→ ASSIGNED TASK A:
Answer these questions from the mailing-list post about the empty arp table:
(i) Which command did the poster type before seeing the empty table?
(ii) What inet address is assigned to rl0?
(iii) How is the poster's computer connected to the ISP?
→ ASSIGNED TASK B:
Continue the mailing-list post about the empty arp table from its last line.

→ PASSAGE TO READ:
+===+

How does my computer work with an empty arp table?
Lowell Gilbert
freebsd-questions-local at be-well.ilk.org
Mon Dec 4 07:29:43 PST 2006
a at zeos.net writes:
> My computer is connected to ISP via ADSL and works properly.
>
> I typed
>
> arp -a
>
> and saw an empty table, although I pinged successfully an Internet host
> one second ago.
>
> How does it work?
>
> ------------------------------------------------------------
>
> $ ifconfig
> rl0: flags=8843<UP,BROADCAST,RUNNING,SIMPLEX,MULTICAST> mtu 1500
> options=8<VLAN_MTU>
> inet6 fe80::202:44ff:fe92:1875%rl0 prefixlen 64 scopeid 0x1
> inet 192.168.1.2 netmask 0xffffff00 broadcast 192.168.1.255
> ether 00:02:44:92:18:75
> media: Ethernet autoselect (100baseTX <full-duplex>)

+===+

→ DATA SHOWN:
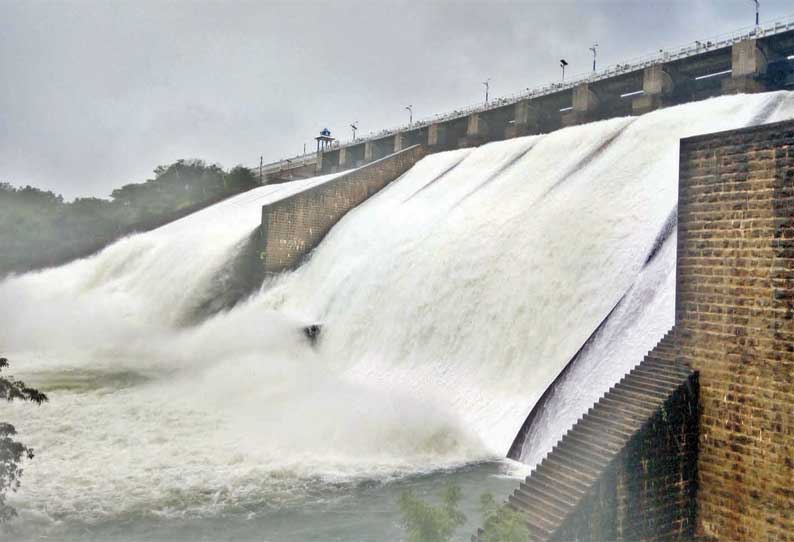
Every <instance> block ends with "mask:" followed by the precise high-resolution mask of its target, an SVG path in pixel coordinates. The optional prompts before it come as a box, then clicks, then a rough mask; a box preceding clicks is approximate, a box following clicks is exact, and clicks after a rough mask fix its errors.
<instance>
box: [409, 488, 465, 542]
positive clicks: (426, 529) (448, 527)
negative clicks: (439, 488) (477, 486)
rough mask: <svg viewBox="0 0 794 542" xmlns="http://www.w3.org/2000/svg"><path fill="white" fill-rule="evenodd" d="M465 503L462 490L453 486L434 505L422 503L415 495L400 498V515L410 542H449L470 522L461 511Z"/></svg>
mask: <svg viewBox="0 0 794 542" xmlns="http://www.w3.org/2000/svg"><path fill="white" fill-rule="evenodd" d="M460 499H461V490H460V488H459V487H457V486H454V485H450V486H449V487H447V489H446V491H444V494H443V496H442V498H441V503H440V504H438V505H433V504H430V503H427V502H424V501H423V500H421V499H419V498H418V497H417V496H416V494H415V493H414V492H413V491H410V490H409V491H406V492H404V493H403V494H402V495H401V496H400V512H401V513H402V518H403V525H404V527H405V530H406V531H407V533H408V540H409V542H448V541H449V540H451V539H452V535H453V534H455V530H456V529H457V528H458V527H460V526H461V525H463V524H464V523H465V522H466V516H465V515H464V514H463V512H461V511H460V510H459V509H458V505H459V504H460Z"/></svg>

+===+

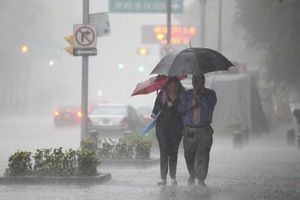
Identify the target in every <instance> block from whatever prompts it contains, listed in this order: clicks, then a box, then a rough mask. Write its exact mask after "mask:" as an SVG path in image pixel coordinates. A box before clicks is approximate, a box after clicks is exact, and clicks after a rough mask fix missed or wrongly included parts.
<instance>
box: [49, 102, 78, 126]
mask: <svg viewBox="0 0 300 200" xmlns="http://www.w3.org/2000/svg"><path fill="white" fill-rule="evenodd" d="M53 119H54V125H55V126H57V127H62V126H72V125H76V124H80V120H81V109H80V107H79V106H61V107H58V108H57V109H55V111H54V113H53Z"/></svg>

+===+

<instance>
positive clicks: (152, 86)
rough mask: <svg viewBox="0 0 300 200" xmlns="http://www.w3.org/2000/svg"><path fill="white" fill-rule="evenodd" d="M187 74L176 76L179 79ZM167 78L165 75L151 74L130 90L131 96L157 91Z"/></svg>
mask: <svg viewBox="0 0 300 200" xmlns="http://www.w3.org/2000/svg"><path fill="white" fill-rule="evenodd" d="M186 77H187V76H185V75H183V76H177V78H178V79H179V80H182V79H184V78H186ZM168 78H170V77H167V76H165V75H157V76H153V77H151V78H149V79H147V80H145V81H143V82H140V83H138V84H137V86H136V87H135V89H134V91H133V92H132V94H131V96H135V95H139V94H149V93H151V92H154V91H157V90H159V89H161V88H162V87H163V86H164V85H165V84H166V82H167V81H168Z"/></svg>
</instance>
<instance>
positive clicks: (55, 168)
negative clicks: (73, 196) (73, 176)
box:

+===+

→ EXERCISE OUTPUT A:
(i) arp -a
(ii) 192.168.1.2
(iii) Via ADSL

→ EXERCISE OUTPUT B:
> status: active
> lo0: flags=8049<UP,LOOPBACK,RUNNING,MULTICAST> mtu 16384
> inet6 ::1 prefixlen 128
> inet6 fe80::1%lo0 prefixlen 64 scopeid 0x2
> inet 127.0.0.1 netmask 0xff000000
> ng0: flags=88d1<UP,POINTOPOINT,RUNNING,NOARP,SIMPLEX,MULTICAST> mtu 1492
> inet6 fe80::202:44ff:fe92:1875%ng0 prefixlen 64 scopeid 0x3
> inet 91.124.65.146 --> 195.5.5.161 netmask 0xffffffff
Maybe you are connected to your service provider by PPP-over-Ethernet?
In that case, the PPP link (which doesn't need ARP) is your next-hop
to the Internet, rather than the modem on the Ethernet link.